Location identification entries

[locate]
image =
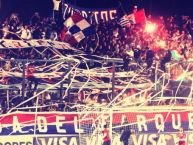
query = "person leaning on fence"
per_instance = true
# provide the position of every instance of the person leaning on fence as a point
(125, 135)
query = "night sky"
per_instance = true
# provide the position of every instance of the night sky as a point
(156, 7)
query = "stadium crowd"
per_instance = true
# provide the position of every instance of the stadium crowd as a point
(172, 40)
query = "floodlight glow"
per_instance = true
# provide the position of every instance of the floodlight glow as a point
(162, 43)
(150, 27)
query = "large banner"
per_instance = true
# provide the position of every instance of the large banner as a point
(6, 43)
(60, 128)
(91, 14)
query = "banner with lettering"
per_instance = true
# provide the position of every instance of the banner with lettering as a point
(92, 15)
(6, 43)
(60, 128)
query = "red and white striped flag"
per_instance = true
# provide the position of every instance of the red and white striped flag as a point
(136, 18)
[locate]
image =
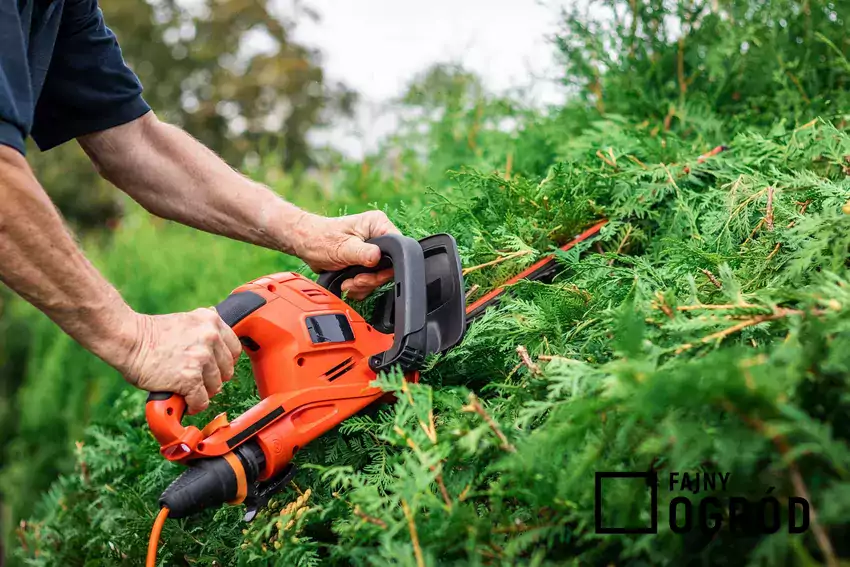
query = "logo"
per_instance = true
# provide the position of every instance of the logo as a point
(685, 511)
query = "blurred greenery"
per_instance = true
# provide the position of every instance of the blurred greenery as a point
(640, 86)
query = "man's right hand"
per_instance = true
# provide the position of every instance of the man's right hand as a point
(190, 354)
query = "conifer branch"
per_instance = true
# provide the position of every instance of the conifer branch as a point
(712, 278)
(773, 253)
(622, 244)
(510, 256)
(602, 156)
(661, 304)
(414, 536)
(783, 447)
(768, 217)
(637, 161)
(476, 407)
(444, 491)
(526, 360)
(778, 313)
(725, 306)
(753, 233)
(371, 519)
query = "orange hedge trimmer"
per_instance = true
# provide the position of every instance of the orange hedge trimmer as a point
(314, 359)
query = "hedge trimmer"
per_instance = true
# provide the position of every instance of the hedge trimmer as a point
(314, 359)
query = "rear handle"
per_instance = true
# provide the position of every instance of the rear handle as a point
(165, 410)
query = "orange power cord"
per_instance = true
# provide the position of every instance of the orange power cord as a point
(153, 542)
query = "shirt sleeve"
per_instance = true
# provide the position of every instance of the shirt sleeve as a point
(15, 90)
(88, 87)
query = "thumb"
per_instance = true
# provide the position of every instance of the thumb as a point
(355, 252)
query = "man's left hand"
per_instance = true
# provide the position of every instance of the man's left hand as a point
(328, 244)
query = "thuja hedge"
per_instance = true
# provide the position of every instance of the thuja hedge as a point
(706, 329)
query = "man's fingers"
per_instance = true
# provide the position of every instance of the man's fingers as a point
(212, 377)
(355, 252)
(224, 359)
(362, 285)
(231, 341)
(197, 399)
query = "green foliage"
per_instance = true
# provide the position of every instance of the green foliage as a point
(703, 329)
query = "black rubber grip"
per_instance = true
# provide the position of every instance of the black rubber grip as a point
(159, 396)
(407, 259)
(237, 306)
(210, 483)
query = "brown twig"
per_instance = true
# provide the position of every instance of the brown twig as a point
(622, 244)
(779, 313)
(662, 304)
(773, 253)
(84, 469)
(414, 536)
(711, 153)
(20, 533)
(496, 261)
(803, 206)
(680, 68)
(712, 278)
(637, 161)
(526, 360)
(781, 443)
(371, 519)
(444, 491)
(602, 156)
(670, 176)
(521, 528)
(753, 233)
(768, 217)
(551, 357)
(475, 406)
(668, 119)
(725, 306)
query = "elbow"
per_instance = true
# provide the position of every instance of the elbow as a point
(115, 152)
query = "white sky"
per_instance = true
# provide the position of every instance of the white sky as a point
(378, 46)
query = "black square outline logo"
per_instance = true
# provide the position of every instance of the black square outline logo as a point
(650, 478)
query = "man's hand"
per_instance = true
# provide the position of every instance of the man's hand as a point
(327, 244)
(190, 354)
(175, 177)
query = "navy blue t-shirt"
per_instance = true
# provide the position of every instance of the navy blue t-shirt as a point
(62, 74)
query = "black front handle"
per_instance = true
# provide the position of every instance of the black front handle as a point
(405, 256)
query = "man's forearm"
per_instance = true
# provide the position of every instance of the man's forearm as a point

=== Requirement ===
Write out the entries above word for word. Do not include the pictures.

=== Solved problem ===
[locate]
image =
query = "person leaning on fence"
per_instance = true
# provide the position of every instance of the person leaning on fence as a point
(125, 135)
query = "night sky"
per_instance = true
# provide the position of every instance of the night sky as a point
(156, 7)
query = "stadium crowd"
per_instance = true
# provide the position of every instance of the stadium crowd as a point
(172, 40)
query = "floodlight glow"
per_instance = true
# provide the position of every instance of the floodlight glow as a point
(162, 43)
(150, 27)
query = "large banner"
per_instance = true
# provide the position of every instance of the large banner as a point
(6, 43)
(60, 128)
(91, 14)
query = "banner with lettering"
per_instance = true
# provide the position of every instance of the banner with lettering as a point
(92, 15)
(6, 43)
(60, 128)
query = "red and white striped flag"
per_instance = true
# provide the position of every instance of the red and white striped flag as a point
(136, 18)
[locate]
image =
query = "logo"
per_instance = true
# provide the position of every instance of the logo as a point
(685, 511)
query = "blurred greenery"
per_instance = true
# provide the position of every instance of the blurred greenery as a point
(640, 86)
query = "man's right hand"
per_instance = true
# provide the position of every instance of the man's right hand as a point
(190, 354)
query = "conifer branch"
per_instance = true
# provide the position of every instance of the conifer branch as a point
(712, 278)
(773, 253)
(622, 244)
(510, 256)
(602, 156)
(661, 304)
(414, 536)
(783, 447)
(768, 217)
(637, 161)
(476, 407)
(444, 491)
(526, 360)
(778, 313)
(725, 306)
(753, 233)
(371, 519)
query = "orange hedge trimmer"
per_instance = true
# provide the position of every instance of the orange hedge trimmer as a point
(314, 359)
query = "hedge trimmer"
per_instance = true
# provide the position of every instance of the hedge trimmer as a point
(314, 359)
query = "rear handle"
per_instance = true
# provide the position of every instance of the rear handle as a point
(165, 410)
query = "orange power cord"
per_instance = true
# provide the position of every instance of the orange power cord as a point
(153, 542)
query = "shirt sleeve"
per_instance = true
# provide the position of every instance of the shirt sleeve as a point
(15, 90)
(88, 87)
query = "thumb"
per_instance = true
# provide the position of every instance of the thumb as a point
(355, 252)
query = "man's left hand"
per_instance = true
# provide the position of every instance of the man's left hand as a point
(328, 244)
query = "thuja hedge"
per_instance = true
# provide the position of every instance of the thuja hedge as a point
(706, 329)
query = "man's fingers"
per_instance = true
# provide the position of every instance of the man's fingers as a point
(212, 377)
(355, 252)
(224, 359)
(362, 285)
(231, 341)
(197, 399)
query = "green foliage"
per_instance = true
# provide the position of every instance of the green foliage as a point
(703, 329)
query = "black rubber grip"
per_instance = true
# provide the position of every instance of the black rubber grip as a point
(159, 396)
(407, 259)
(237, 306)
(210, 483)
query = "brown twig"
per_instance = true
# provide the position of every instance of the brown twig as a point
(622, 244)
(779, 313)
(662, 304)
(773, 253)
(84, 469)
(414, 536)
(711, 153)
(20, 533)
(496, 261)
(803, 206)
(680, 68)
(712, 278)
(637, 161)
(526, 360)
(781, 443)
(371, 519)
(444, 491)
(602, 156)
(670, 176)
(521, 528)
(753, 233)
(768, 217)
(551, 357)
(475, 406)
(668, 119)
(725, 306)
query = "elbow"
per_instance = true
# provide the position of every instance of the elbow as a point
(115, 152)
query = "white sky"
per_instance = true
# provide the position of every instance of the white sky as a point
(378, 46)
query = "black square outline logo"
per_instance = true
# provide the position of every instance of the black square outline logo as a point
(650, 478)
query = "man's hand"
per_instance = true
# provide the position of every instance of the man's hand as a point
(327, 244)
(190, 354)
(175, 177)
query = "navy blue t-shirt"
per_instance = true
# provide the position of every instance of the navy blue t-shirt as a point
(62, 74)
query = "black front handle"
per_instance = true
# provide the position of every instance of the black front handle as a point
(405, 256)
query = "man's forearm"
per_instance = true
# provide the position of every instance of the man's forearm as a point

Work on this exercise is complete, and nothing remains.